Alternatively, the first and second alleles may be homozygous such
that the first and second alleles are homozygous-high.
[0131] Further, a method of determining current ovarian function in
a female is disclosed. The method may include analyzing the
female's FMR1 gene, wherein the FMR1 gene has a first allele and a
second allele, determining the number of triple CGG repeats on each
of the first and second alleles, defining a normal range of 26
triple CGG repeats, comparing the number of triple CGG repeats on
each of the first and second alleles to the normal range. If the
triple CGG repeat number for at least one of the first and second
alleles is less than the normal range, then the first and second
alleles are heterozygous and the female is at an increased risk of
having diminished ovarian function.
[0132] Additionally, a method of determining current ovarian
function in a female is disclosed. The method may include analyzing
the female's FMR1 gene, wherein the FMR1 gene has a first allele
and a second allele, determining the number of triple CGG repeats
on each of the first and second alleles, defining a normal range of
34 triple CGG repeats, and comparing the number of triple CGG
repeats on each of the first and second alleles to the normal
range. If the triple CGG repeat number for at least one of the
first and second alleles is greater than the normal range, then the
first and second alleles are heterozygous and the female is at an
increased risk of having diminished ovarian function.
[0133] Moreover, a method for determining etiology of infertility
in a female is disclosed. The method may include testing a DNA
sample from a female for triple CGG repeat number in first and
second alleles of the FMR1 gene and correlating a triple CGG repeat
number outside of a normal range on the first and/or second alleles
of the FMR1 gene with a genetic etiology of the infertility,
wherein the female has been diagnosed as infertile.
[0134] The female may have been unsuccessful in conceiving after at
least 6 months of attempting to become pregnant. Further, the
female may have been unsuccessful in conceiving after at least 12
months of attempting to become pregnant.
[0135] The method for determining etiology of infertility in a
female may also include determining presence of autoimmunity in the
female. Determining presence of autoimmunity may include
determining presence of symptoms of autoimmune disorders in the
female. Further, determining presence of autoimmunity may include
testing the female for autoimmune antibodies.
[0136] Also, a method of determining increased risk of premature
ovarian aging in a female is disclosed. The method may include
testing a DNA sample from a female for triple CGG repeat number in
first and second alleles of the FMR1 gene, and correlating a triple
CGG repeat number outside of a normal range on the first and/or
second alleles of the FMR1 gene with increased risk of premature
ovarian aging, wherein the female is considering delaying
reproduction.
[0137] The female may be at most 35 years old. Alternatively, the
female may be at most 30 years old. In a further alternative, the
female is at most 25 years old. In an additional alternative, the
female may be between 18-25 years old.
[0138] The method of determining increased risk of premature
ovarian aging in a female may further include determining presence
of autoimmunity in the female. The method may also include
determining presence of autoimmunity comprises determining presence
of symptoms of autoimmune disorders in the female. Further, the
method may include determining presence of autoimmunity comprises
testing the female for autoimmune antibodies.

*Records supplied*.

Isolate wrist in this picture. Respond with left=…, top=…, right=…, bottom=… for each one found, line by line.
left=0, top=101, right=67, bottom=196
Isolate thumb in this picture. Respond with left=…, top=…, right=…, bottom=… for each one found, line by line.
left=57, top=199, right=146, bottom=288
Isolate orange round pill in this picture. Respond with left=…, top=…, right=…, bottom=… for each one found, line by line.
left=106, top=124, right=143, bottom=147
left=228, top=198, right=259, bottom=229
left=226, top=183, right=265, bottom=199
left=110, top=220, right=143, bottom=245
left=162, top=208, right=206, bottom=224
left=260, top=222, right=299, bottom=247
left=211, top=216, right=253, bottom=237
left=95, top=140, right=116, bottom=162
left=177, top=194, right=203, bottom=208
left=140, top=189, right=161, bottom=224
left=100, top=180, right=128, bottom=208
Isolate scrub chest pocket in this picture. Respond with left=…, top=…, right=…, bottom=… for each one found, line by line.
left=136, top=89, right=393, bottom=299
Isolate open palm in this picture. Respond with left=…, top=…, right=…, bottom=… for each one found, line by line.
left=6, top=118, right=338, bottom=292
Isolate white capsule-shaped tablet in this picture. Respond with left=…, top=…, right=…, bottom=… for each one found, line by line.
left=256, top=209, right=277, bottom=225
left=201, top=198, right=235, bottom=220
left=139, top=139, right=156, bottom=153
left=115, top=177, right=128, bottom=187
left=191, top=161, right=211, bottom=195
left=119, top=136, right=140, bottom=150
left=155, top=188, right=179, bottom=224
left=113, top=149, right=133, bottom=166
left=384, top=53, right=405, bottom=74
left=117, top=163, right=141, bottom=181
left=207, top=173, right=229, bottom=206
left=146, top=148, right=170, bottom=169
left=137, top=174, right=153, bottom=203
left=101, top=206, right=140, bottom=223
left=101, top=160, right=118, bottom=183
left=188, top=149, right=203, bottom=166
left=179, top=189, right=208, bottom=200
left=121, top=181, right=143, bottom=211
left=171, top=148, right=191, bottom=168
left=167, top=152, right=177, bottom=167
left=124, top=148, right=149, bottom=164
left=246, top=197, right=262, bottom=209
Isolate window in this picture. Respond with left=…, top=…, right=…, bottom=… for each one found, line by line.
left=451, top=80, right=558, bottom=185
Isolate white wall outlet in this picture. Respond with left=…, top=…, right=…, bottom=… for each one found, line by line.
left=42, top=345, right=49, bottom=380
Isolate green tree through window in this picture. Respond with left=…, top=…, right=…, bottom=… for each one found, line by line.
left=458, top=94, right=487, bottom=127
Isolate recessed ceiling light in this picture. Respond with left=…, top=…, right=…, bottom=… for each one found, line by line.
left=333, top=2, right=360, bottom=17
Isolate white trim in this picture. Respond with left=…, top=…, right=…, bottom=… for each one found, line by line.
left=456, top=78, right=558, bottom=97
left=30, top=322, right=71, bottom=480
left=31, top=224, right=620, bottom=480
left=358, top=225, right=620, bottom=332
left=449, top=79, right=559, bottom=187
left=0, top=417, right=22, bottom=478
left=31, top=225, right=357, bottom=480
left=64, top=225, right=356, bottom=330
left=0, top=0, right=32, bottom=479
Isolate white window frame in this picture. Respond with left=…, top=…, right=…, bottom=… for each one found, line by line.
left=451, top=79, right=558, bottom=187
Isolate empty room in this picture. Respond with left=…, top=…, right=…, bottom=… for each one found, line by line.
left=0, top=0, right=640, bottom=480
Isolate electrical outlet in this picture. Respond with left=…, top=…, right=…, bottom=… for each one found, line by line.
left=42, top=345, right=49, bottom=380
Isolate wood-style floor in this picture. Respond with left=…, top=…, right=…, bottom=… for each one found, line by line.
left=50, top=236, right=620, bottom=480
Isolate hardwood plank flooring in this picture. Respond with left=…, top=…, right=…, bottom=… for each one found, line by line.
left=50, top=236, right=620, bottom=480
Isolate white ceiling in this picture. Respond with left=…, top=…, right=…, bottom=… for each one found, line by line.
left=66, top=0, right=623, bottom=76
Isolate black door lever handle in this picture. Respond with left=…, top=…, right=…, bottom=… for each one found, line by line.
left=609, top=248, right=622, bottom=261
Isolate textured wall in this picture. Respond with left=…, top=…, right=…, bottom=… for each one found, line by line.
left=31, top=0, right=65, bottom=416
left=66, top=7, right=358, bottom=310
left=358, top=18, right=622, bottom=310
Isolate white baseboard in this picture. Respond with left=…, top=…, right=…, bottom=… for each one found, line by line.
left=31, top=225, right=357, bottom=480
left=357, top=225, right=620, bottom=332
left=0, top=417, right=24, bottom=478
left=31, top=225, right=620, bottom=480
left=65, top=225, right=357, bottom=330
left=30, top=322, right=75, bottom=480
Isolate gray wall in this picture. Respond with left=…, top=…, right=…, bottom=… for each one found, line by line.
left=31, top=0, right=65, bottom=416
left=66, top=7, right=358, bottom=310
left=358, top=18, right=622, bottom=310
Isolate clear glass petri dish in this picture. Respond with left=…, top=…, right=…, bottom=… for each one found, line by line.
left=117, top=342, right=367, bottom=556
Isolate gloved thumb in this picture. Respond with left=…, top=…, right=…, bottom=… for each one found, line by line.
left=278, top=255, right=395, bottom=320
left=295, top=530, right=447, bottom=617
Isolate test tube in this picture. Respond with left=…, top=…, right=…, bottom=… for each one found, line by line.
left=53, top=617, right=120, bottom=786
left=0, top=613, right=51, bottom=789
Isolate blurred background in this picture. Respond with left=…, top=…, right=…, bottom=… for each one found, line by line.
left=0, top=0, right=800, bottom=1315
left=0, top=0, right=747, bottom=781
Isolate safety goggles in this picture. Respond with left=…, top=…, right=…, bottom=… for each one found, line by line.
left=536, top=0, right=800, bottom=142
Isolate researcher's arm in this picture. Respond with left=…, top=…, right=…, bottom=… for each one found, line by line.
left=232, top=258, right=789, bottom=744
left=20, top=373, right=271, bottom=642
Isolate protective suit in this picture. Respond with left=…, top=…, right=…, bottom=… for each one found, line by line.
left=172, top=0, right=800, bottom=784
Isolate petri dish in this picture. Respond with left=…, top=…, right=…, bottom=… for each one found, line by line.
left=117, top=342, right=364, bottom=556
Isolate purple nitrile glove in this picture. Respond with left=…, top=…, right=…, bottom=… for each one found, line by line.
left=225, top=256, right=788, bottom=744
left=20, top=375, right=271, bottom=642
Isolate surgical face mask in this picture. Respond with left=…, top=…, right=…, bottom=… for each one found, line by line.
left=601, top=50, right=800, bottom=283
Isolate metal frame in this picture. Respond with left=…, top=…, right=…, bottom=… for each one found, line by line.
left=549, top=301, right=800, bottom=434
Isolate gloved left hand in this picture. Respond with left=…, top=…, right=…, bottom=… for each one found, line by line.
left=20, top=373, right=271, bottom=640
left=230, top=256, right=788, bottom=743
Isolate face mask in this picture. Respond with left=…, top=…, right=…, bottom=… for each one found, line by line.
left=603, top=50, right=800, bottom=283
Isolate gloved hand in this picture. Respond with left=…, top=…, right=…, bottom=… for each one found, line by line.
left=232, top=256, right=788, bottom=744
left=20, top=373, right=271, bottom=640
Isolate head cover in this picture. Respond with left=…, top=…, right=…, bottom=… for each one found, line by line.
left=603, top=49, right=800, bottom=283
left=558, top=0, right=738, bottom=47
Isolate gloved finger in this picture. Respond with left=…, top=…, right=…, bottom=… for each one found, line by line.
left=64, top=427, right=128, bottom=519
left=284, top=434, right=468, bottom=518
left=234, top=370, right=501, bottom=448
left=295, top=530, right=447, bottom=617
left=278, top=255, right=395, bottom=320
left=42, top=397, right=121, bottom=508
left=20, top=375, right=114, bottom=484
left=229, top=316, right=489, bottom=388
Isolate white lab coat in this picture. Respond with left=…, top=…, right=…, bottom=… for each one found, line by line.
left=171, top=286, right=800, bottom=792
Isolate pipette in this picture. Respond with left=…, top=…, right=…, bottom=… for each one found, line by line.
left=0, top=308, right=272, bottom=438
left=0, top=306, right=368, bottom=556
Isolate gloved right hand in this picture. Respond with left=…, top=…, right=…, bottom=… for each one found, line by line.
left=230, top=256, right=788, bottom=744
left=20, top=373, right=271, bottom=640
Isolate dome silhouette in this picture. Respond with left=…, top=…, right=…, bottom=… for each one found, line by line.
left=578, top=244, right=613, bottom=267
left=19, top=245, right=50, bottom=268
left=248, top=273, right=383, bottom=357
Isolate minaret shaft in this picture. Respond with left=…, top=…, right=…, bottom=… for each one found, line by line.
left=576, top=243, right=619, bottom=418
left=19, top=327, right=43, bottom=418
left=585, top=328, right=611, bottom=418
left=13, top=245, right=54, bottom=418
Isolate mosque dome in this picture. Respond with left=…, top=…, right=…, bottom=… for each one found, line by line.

*What is being asked*. Transcribe the passage on FMR1 testing between "[0136] Also, a" and "18-25 years old.", inclusive.

*Answer to this task*.
[0136] Also, a method of determining increased risk of premature
ovarian aging in a female is disclosed. The method may include
testing a DNA sample from a female for triple CGG repeat number in
first and second alleles of the FMR1 gene, and correlating a triple
CGG repeat number outside of a normal range on the first and/or
second alleles of the FMR1 gene with increased risk of premature
ovarian aging, wherein the female is considering delaying
reproduction.
[0137] The female may be at most 35 years old. Alternatively, the
female may be at most 30 years old. In a further alternative, the
female is at most 25 years old. In an additional alternative, the
female may be between 18-25 years old.